*Work to be completed*
Shift every x and y coordinate in the answers by -131 in the rows from the line containing "Find the light" through the line containing "[(309, 78)]", and write out all of those lines, leaving the other lines unchanged.

*Input for this task*
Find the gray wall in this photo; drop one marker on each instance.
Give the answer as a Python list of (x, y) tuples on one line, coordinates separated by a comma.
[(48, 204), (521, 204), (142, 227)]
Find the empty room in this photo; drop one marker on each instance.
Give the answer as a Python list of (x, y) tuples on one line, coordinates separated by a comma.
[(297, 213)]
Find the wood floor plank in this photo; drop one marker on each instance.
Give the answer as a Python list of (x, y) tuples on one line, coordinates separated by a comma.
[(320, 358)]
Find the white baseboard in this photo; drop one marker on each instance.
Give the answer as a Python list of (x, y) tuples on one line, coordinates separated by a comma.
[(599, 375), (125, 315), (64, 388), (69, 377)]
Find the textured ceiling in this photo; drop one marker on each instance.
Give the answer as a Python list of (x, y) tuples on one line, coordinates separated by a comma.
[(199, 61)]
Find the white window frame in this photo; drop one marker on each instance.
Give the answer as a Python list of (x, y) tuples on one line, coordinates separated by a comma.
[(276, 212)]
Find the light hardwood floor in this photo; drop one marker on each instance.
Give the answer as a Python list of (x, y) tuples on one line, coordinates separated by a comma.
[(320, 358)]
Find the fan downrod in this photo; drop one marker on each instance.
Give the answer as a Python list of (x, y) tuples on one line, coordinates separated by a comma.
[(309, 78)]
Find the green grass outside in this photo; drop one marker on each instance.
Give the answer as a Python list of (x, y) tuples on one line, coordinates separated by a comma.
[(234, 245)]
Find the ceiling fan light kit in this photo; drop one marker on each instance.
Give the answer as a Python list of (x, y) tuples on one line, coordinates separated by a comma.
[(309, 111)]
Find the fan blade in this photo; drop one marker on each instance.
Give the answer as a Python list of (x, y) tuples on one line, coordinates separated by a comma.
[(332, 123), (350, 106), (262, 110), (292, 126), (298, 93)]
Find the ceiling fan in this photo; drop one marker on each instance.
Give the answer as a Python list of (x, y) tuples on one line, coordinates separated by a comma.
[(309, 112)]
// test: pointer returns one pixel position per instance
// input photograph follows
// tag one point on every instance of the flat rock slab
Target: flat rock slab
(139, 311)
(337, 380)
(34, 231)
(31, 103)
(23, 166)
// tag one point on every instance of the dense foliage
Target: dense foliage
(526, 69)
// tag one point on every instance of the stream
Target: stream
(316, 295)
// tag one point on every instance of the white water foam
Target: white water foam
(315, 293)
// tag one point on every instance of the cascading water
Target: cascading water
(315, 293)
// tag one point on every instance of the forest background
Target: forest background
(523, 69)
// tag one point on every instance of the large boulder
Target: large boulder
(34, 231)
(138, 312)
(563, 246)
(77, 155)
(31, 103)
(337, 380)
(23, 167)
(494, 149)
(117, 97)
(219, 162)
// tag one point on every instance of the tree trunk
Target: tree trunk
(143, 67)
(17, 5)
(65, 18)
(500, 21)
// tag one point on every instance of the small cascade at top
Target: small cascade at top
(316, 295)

*Response below*
Find the light hardwood floor in this photo; drop one marker on each instance.
Give the answer as a Python list of (x, y) tuples on one line, coordinates separated by a comma.
[(189, 227)]
Find the fan downrod in this photo; drop one marker on each instance.
Give the answer as a Python list of (x, y) tuples on one line, coordinates separated by a comma.
[(178, -53)]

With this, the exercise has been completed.